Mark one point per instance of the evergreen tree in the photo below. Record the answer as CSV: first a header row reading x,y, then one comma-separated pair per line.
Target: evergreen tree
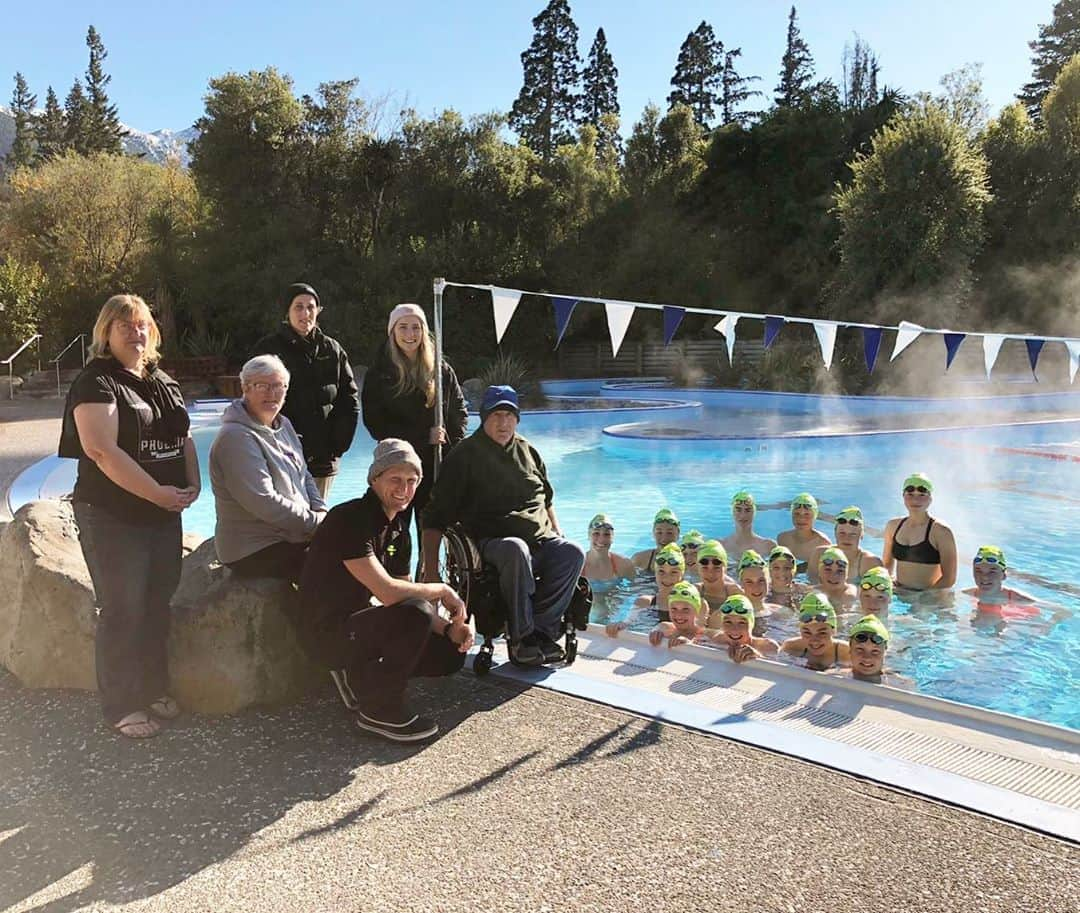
x,y
601,95
699,74
49,129
796,67
22,103
103,125
545,110
1057,42
733,90
76,120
==============================
- Exercise description -
Reproduce the data in full. Do not carry over any picture.

- Reply -
Mark one point per instance of the evergreen tree in the photo below. Record the answer as CSV: first a header row reading x,y, then one comma-separated pair per line.
Target: evergreen tree
x,y
601,95
699,74
49,129
796,67
22,103
103,125
545,110
1057,42
733,90
76,120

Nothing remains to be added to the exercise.